WHAT THE TASK ASKS: Copy out each line exactly; pictures stay out of the copy.

(Point annotations for photos)

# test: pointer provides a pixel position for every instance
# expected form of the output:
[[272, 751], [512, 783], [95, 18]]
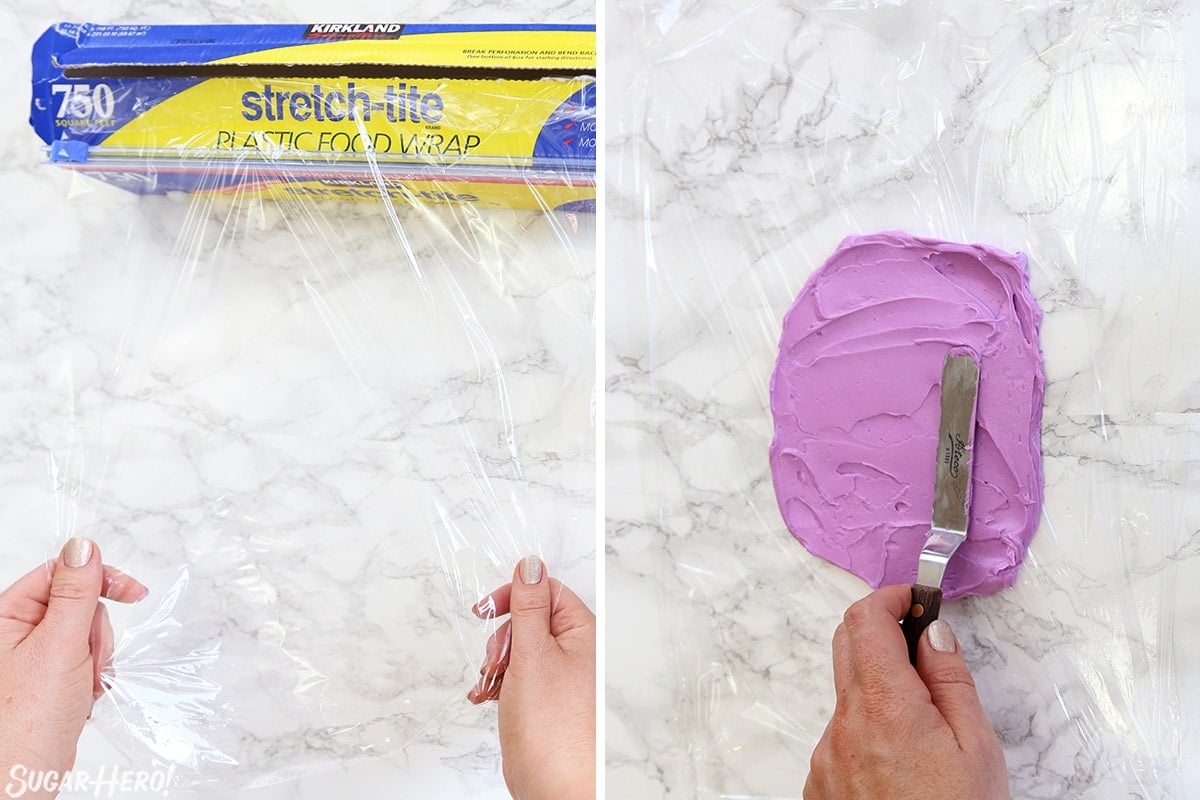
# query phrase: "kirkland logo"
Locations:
[[354, 30]]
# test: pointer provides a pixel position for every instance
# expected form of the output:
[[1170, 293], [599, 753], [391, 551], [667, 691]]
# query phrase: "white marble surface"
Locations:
[[316, 463], [745, 140]]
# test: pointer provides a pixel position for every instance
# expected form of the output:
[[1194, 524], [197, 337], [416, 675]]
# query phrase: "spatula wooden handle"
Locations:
[[927, 602]]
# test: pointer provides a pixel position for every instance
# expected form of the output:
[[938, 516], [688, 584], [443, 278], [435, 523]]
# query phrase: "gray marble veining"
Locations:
[[745, 140], [316, 459]]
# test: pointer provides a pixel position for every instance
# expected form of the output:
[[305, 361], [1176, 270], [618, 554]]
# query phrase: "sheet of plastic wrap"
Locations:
[[745, 143], [319, 432]]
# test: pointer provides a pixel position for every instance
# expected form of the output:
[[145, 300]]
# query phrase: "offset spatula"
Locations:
[[952, 494]]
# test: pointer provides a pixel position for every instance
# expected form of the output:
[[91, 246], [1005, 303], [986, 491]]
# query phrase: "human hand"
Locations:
[[55, 644], [898, 732], [541, 667]]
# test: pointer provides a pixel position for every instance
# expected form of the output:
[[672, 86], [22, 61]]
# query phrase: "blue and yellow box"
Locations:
[[492, 115]]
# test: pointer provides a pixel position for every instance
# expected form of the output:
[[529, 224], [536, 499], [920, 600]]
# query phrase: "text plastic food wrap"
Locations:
[[319, 432], [747, 144]]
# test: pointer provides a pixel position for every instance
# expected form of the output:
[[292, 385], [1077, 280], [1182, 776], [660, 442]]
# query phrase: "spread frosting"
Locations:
[[856, 397]]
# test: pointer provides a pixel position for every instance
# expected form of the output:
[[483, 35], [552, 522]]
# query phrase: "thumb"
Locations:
[[75, 591], [942, 668], [529, 606]]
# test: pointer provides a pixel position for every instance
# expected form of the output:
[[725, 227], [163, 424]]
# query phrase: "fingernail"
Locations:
[[77, 552], [531, 570], [485, 608], [941, 636]]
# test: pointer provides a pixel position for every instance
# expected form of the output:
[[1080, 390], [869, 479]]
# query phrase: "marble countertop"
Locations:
[[316, 459], [745, 140]]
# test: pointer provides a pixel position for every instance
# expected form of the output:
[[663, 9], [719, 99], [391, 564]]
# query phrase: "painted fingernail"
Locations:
[[77, 552], [941, 636], [503, 657], [485, 608], [531, 570]]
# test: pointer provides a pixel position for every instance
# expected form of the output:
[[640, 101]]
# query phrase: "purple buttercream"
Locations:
[[856, 401]]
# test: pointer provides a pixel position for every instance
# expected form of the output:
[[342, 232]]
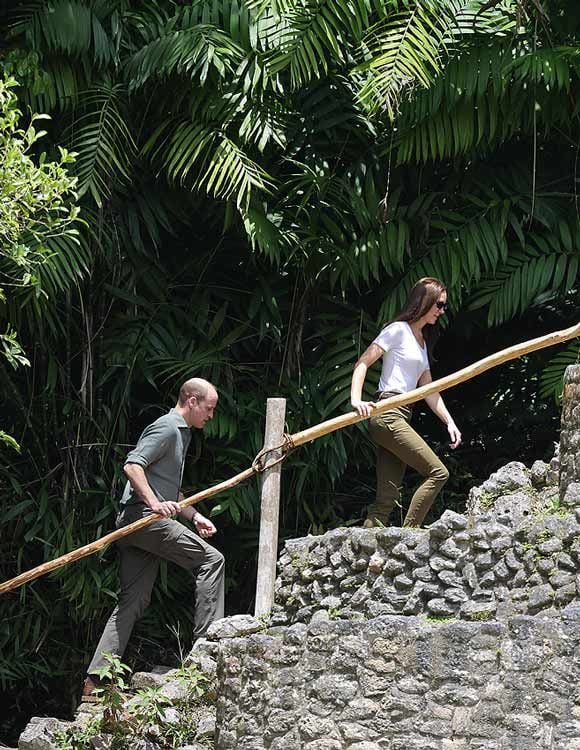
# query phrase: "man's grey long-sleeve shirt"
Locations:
[[161, 452]]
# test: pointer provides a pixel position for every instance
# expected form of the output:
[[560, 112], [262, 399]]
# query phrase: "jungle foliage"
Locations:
[[261, 182]]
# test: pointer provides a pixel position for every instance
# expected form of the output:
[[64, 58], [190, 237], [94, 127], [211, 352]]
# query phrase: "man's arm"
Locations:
[[138, 480], [205, 528]]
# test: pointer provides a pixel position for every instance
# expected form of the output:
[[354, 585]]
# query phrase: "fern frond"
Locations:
[[69, 27], [528, 275], [222, 168], [190, 52], [309, 34], [552, 377], [408, 49], [103, 142]]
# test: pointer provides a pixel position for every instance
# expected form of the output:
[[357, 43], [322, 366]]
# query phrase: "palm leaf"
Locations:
[[552, 377], [103, 142]]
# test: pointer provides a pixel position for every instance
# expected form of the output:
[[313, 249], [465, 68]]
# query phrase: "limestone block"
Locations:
[[540, 597], [233, 627], [40, 734]]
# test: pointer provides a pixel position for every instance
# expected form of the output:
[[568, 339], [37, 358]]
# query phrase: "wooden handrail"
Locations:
[[307, 436]]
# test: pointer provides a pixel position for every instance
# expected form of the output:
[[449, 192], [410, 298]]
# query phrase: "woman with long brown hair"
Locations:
[[405, 346]]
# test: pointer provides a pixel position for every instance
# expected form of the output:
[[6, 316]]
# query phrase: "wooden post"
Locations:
[[270, 510]]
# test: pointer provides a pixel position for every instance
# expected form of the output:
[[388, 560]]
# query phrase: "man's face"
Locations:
[[201, 412]]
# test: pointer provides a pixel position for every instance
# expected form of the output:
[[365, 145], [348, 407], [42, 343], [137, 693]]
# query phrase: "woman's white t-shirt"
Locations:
[[404, 360]]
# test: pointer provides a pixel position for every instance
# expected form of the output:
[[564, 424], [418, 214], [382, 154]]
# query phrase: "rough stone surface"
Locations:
[[40, 734], [403, 682], [234, 627], [516, 552]]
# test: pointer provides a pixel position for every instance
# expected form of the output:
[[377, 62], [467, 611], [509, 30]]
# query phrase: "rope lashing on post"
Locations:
[[260, 463], [299, 438]]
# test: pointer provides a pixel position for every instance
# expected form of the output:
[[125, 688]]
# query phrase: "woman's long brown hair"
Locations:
[[422, 297]]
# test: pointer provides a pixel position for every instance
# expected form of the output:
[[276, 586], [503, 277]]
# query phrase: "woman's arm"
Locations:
[[369, 357], [437, 405]]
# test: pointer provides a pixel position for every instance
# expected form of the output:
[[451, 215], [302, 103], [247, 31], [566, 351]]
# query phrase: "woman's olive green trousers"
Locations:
[[399, 446]]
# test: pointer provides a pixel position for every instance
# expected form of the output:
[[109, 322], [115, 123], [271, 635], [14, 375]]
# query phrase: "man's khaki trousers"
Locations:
[[399, 446], [141, 553]]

RESULT OF THE TASK:
# test: pointer provides a pixel position for every instance
# expected form of the output:
[[272, 751], [512, 783], [95, 18]]
# query phrase: "kirkland logo"
Locations:
[[354, 30]]
# test: pointer provides a pixel position for every instance
# expected form of the output:
[[1170, 293], [599, 753], [391, 551], [667, 691]]
# query phrase: "white marble surface"
Locations:
[[316, 463], [745, 140]]
# test: pointer provides a pixel position for every instance
# expected form of the output:
[[1194, 524], [197, 337], [416, 675]]
# query phrase: "spatula wooden handle"
Locations:
[[927, 602]]
# test: pointer provides a pixel position for every instance
# expected form of the output:
[[938, 516], [688, 584], [443, 278], [435, 523]]
# query phrase: "gray marble veining"
Locations:
[[745, 140], [316, 459]]
# test: pointer provides a pixel position for every instance
# expected form of the output:
[[305, 361], [1176, 270], [618, 554]]
# query phrase: "sheet of plastic wrap"
Locations:
[[745, 143], [319, 432]]
# test: pointer provides a pixel position for every instance
# expected form of the output:
[[145, 300]]
# query phrase: "offset spatula"
Locations:
[[952, 494]]
# test: pointer provides a pixel position for every instance
# expected form of the output:
[[91, 246], [1005, 303], [986, 491]]
# query phrase: "human hand"
Locations:
[[55, 644], [898, 732], [541, 667]]
# test: pointer provides a pixel position for every instance
# expected form of the output:
[[672, 86], [22, 61]]
# query phrase: "blue and yellow box"
Locations:
[[492, 115]]
# test: pointer provides a pixel position for every instance
# expected form of the output:
[[529, 224], [536, 499], [920, 600]]
# query phrase: "text plastic food wrap"
Locations:
[[319, 432], [747, 144]]
# test: pointer provides a pixel position for every instance
# expected form of the output:
[[292, 385], [1077, 280], [1182, 776], [660, 442]]
# query phrase: "spread frosting"
Locations:
[[856, 397]]
# test: pointer provides a pixel position for every instance
# expected form of the output:
[[483, 35], [552, 522]]
# query phrase: "thumb"
Locations:
[[75, 591], [942, 668], [529, 606]]
# test: pointer provides a pixel position for every instance
# expected form of the output:
[[725, 227], [163, 424]]
# query phrase: "fingernail"
Locations:
[[77, 552], [531, 570], [485, 608], [941, 636]]
# test: pointer provides a pixel position for every instance
# expected form of the output:
[[1080, 390], [869, 479]]
# query phrase: "marble countertop"
Locations:
[[316, 459], [745, 140]]
# test: pointer provides a pixel position for every instance
# expected form of the output:
[[663, 9], [719, 99], [391, 564]]
# query phrase: "painted fingernail"
Locations:
[[77, 552], [941, 636], [503, 657], [485, 608], [531, 570]]
# test: pointer provides a pixel position for every instance
# expected form of the output:
[[640, 101]]
# query phrase: "purple buttercream"
Locations:
[[856, 401]]
# test: pointer provides a pixel position for every instance
# expected form of the output:
[[342, 232]]
# query phrase: "man's grey long-sleeve shirt"
Locations:
[[161, 452]]
# test: pointer provides a pixel position for every instance
# expected form of the output:
[[560, 112], [262, 399]]
# query phrase: "jungle foliage"
Locations:
[[261, 182]]
# test: pointer provides a pixel position for every instance
# expected form of the output:
[[64, 58], [190, 237], [94, 127], [211, 352]]
# query phrase: "man's arm"
Locations:
[[138, 480], [205, 528]]
# test: pointer provides a pixel position for every instance
# expected form of the output:
[[354, 585]]
# query phrase: "fern frond"
Locations:
[[69, 27], [528, 275], [222, 168], [190, 52], [309, 34], [552, 377], [408, 49], [103, 142]]
# test: pointer provides a pixel position for every instance
# expected form of the output:
[[357, 43], [322, 366]]
# query phrase: "palm leaf"
Locations:
[[552, 377], [103, 142]]
# test: pointer provides a pixel position for every instance
# expected form of the output:
[[313, 249], [465, 68]]
# query phrase: "limestone block"
Locations:
[[540, 597], [233, 627], [40, 734]]
# test: pointer provides a pixel position for every instance
# expected form of the output:
[[568, 339], [37, 358]]
# query phrase: "wooden handrail"
Locations:
[[307, 436]]
# test: pointer provides a pixel position for every instance
# expected form of the output:
[[449, 192], [410, 298]]
# query phrase: "woman with long brown hair"
Locations:
[[405, 346]]
# test: pointer provides a pixel position for every instance
# expected form of the output:
[[6, 316]]
# query phrase: "wooden post"
Locations:
[[270, 510]]
# test: pointer provides a pixel position for every instance
# expected form of the output:
[[388, 560]]
# query phrase: "man's face"
Locations:
[[201, 412]]
# test: pointer provides a pixel position for every instance
# expected form of the output:
[[365, 145], [348, 407], [42, 343], [137, 693]]
# query phrase: "woman's white t-shirt"
Locations:
[[404, 360]]
# test: pointer provides a pixel position for every instance
# expected form of the output:
[[564, 424], [418, 214], [382, 154]]
# query phrase: "rough stone surface"
Locations:
[[40, 734], [403, 682], [234, 627], [516, 552]]
# test: pointer provides a pixel position for every instance
# expected form of the output:
[[377, 62], [467, 611], [509, 30]]
# query phrase: "rope lashing on post"
Locations:
[[260, 463], [299, 438]]
# test: pointer provides a pixel position for every instance
# expected form of the output:
[[125, 688]]
# query phrase: "woman's long brown hair"
Locations:
[[422, 297]]
# test: pointer provides a pixel position for every instance
# expected form of the output:
[[276, 586], [503, 277]]
# query phrase: "woman's arm"
Locations:
[[369, 357], [437, 405]]
# test: pointer provides a pixel position for every instance
# expected form of the output:
[[451, 215], [302, 103], [247, 31], [566, 351]]
# query phrase: "woman's olive green trousers"
Locations:
[[399, 446]]
# test: pointer provides a pixel position for every instance
# expected form of the output:
[[109, 322], [115, 123], [271, 635], [14, 375]]
# query phrase: "man's khaki trousers"
Locations:
[[399, 446], [141, 553]]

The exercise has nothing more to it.